SHORT EXERCISE. Rewrite the lines from the one containing "lake water -> outlines" through the end of the listing, inclusive, replacing "hole rule" with "fill rule" and leaving everything else unchanged.

Shape labeling listing:
+++
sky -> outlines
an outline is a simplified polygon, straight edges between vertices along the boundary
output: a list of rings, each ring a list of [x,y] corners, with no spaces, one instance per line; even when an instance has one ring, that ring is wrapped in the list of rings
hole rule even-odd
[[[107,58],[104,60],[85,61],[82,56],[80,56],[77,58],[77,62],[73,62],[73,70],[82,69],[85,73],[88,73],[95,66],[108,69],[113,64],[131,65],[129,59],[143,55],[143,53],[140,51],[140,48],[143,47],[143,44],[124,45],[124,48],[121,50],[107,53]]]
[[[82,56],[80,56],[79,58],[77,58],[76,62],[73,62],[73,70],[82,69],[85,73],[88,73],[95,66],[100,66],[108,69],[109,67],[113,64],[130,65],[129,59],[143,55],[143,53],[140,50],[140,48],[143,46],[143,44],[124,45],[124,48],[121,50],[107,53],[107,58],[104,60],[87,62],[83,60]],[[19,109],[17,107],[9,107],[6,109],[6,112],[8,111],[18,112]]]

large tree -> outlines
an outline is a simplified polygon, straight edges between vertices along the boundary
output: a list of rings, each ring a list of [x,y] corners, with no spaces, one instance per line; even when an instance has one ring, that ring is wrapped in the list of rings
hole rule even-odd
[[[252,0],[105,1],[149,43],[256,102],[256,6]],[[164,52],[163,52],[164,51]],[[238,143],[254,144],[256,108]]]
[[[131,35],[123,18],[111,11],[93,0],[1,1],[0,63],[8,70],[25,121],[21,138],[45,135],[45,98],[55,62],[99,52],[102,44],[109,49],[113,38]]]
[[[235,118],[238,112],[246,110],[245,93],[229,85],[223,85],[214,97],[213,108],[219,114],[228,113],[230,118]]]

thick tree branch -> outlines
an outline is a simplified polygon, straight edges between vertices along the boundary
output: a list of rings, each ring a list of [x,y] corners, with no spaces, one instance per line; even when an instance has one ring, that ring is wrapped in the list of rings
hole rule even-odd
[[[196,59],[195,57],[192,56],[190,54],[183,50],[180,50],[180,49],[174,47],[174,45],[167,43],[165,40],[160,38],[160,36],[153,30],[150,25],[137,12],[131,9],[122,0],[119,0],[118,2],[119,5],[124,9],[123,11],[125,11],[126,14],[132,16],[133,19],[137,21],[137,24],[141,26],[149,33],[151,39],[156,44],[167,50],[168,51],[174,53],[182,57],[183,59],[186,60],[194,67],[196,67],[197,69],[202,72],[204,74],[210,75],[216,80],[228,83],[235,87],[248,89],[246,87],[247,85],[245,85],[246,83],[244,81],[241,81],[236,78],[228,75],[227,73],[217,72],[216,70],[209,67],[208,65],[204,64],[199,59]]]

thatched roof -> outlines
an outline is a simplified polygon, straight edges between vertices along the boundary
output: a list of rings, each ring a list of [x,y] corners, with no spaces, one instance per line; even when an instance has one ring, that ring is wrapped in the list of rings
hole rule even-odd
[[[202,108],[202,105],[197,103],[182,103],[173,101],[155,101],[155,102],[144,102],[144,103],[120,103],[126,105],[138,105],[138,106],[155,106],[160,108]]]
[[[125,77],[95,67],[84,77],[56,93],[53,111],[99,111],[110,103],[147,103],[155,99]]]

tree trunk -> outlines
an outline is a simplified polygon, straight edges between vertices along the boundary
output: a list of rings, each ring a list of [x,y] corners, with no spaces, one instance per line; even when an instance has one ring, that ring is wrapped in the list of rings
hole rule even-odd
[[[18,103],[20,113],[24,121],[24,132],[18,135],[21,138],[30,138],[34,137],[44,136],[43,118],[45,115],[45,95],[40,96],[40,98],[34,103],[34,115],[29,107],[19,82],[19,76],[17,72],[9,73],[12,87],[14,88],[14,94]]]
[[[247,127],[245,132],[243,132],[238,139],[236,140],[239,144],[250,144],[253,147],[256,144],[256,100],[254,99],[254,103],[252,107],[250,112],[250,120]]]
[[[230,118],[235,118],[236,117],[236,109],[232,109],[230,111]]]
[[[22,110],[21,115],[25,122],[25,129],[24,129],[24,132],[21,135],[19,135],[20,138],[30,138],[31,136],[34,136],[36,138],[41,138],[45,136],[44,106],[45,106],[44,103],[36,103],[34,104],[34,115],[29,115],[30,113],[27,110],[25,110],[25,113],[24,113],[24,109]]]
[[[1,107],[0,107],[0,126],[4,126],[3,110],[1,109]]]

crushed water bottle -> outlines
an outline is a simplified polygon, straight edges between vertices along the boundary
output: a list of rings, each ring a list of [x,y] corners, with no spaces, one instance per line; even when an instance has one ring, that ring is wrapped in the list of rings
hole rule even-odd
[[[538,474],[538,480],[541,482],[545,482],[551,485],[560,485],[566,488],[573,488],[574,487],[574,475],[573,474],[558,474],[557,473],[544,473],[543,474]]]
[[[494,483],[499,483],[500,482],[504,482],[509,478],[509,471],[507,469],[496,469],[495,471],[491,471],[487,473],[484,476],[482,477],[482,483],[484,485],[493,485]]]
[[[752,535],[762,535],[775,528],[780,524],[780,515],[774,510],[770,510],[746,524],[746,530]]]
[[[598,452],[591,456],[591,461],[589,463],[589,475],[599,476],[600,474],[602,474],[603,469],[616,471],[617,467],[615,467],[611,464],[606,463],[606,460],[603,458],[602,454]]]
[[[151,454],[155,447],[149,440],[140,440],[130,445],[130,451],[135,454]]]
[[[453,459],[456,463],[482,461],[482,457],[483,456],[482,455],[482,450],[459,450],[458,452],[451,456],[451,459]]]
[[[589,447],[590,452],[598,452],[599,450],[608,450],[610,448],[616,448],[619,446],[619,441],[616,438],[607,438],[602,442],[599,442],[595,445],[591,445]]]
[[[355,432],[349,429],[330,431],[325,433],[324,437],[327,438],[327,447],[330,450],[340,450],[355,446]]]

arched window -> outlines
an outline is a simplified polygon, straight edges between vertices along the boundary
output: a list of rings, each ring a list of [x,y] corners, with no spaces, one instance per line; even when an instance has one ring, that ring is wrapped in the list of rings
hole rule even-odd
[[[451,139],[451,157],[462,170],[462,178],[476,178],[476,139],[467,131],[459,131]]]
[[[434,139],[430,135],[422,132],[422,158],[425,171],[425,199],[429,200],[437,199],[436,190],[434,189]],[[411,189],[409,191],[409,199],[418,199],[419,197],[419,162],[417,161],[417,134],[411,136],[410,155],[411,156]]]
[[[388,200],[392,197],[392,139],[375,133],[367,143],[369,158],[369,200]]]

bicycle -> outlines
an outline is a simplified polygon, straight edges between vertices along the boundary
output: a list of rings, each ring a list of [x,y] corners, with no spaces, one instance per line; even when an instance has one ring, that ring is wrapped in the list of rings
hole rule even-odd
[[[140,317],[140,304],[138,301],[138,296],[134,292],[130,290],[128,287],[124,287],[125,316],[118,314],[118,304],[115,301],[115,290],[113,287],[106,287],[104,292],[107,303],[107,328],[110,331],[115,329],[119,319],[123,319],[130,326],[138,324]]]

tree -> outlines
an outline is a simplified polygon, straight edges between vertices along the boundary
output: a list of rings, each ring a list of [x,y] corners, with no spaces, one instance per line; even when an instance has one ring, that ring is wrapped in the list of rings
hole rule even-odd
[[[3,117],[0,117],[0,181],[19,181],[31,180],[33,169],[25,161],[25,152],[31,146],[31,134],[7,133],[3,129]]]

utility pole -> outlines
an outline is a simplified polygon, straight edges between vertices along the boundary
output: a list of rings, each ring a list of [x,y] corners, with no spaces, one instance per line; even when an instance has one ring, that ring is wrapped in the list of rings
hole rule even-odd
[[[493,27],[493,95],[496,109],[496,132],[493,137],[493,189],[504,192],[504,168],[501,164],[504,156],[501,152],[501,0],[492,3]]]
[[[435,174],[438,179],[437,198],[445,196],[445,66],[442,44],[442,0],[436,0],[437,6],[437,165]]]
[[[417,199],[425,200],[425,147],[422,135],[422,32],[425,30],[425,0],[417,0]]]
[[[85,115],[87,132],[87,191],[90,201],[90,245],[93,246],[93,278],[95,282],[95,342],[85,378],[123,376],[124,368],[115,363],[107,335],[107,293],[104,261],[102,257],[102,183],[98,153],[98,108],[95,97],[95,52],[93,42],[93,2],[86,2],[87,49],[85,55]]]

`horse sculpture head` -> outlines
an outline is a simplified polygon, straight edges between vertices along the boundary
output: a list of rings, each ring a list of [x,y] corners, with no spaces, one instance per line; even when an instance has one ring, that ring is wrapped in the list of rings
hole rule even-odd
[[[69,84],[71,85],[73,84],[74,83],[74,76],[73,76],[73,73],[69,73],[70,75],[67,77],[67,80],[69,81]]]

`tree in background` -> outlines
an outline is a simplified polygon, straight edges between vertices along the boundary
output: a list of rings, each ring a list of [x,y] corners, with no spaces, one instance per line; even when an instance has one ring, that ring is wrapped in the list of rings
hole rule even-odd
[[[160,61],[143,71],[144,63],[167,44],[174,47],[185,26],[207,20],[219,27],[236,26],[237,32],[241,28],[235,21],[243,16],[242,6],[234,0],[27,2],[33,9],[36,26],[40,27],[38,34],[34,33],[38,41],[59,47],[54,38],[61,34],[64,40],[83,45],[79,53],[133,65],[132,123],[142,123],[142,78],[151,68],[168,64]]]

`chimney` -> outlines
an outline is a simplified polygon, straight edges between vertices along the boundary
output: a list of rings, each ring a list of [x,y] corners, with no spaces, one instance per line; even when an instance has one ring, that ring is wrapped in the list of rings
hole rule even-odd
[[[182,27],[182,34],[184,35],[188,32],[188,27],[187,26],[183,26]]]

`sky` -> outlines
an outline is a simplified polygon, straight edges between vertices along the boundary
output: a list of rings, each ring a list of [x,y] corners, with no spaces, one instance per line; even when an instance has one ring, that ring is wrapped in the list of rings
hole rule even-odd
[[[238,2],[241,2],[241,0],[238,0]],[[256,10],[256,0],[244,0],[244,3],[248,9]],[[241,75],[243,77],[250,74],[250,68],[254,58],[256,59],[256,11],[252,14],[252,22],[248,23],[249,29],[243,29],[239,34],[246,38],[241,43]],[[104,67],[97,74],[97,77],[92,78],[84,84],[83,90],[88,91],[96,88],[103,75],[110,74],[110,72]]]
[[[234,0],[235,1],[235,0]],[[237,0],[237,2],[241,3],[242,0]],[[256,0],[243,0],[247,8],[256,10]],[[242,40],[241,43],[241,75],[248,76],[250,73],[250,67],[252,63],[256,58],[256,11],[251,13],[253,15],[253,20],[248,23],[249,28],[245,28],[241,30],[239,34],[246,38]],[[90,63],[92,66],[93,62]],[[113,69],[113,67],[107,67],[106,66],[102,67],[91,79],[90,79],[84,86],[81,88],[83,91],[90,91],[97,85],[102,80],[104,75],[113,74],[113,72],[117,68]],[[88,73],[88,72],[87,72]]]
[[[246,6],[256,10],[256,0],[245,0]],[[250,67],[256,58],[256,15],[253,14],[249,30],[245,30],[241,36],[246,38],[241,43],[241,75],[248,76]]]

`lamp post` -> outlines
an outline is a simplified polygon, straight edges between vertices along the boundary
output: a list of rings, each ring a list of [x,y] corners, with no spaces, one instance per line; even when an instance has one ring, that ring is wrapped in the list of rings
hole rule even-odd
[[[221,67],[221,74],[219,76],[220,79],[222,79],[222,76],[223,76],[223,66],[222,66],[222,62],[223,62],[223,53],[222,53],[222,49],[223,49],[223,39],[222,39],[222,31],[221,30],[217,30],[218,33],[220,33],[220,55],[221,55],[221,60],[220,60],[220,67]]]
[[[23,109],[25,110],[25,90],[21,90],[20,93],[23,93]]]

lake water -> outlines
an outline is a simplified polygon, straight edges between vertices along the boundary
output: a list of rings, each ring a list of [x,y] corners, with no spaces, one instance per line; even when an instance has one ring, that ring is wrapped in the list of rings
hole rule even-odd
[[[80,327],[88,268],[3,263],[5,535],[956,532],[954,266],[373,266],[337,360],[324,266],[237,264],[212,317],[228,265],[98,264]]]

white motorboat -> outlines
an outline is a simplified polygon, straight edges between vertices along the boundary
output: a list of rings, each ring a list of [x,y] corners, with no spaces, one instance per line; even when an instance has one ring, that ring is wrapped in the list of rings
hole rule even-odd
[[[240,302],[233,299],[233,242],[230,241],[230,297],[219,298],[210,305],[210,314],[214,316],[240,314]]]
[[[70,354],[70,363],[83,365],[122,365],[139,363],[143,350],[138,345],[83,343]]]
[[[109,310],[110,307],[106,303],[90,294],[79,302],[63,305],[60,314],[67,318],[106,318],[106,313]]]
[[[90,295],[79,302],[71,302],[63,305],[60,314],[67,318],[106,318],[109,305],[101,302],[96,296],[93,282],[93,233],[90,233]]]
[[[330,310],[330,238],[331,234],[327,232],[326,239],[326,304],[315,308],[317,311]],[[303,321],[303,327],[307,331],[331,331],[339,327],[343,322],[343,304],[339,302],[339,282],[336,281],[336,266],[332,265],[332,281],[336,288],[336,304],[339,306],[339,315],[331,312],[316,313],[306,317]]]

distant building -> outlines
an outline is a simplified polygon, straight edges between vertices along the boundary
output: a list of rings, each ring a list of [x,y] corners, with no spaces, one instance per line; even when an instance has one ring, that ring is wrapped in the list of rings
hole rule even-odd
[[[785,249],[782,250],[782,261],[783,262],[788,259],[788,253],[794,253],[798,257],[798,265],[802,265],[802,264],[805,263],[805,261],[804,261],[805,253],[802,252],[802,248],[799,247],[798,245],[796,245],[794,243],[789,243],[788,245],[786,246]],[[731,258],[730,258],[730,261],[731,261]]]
+++
ANSWER TO THIS EXERCISE.
lake water -> outlines
an outline is a simplified polygon, straight edges between vertices along the boundary
output: a list of rings, each ring a list of [x,y] corners, with no spaces, one instance per line; even when an instance has one ring, that ring is wrapped in the list of rings
fill rule even-odd
[[[80,327],[88,268],[3,263],[5,535],[956,532],[954,266],[373,266],[337,360],[324,266],[237,264],[212,317],[228,265],[98,264]]]

white motorboat -> outlines
an outline is a simplified polygon, straight edges between vertices along the boundary
output: a list of rings, each ring a list of [x,y] corners, with no spaces, one instance per line; even when an instance has one ring, that ring is wrapped in the list of rings
fill rule even-odd
[[[240,302],[233,299],[233,242],[230,241],[230,297],[219,298],[210,305],[210,314],[214,316],[240,314]]]
[[[70,354],[70,363],[83,365],[122,365],[139,363],[143,350],[138,345],[83,343]]]
[[[109,310],[110,307],[106,303],[90,294],[79,302],[63,305],[60,314],[67,318],[106,318],[106,313]]]
[[[90,295],[79,302],[71,302],[63,305],[60,314],[67,318],[106,318],[109,305],[101,302],[96,296],[93,282],[93,233],[90,233]]]
[[[330,310],[330,238],[331,234],[327,232],[326,239],[326,304],[315,308],[317,311]],[[303,321],[303,327],[307,331],[331,331],[339,327],[343,322],[343,304],[339,302],[339,282],[336,281],[336,266],[332,265],[332,281],[336,288],[336,304],[339,306],[339,315],[331,312],[316,313],[306,317]]]

distant building -> outlines
an outline is a simplified polygon, straight edges between vertices along the boundary
output: a list of rings, each ring a list of [x,y] corners, with no spaces, one instance per line; even when an instance has one ring, that ring is wrapped in the list of rings
fill rule even-odd
[[[785,249],[782,250],[782,261],[783,262],[788,259],[788,253],[794,253],[798,257],[798,265],[802,265],[802,264],[805,263],[805,261],[804,261],[805,253],[802,252],[802,248],[799,247],[798,245],[796,245],[794,243],[789,243],[788,245],[786,246]],[[731,258],[730,258],[730,261],[731,261]]]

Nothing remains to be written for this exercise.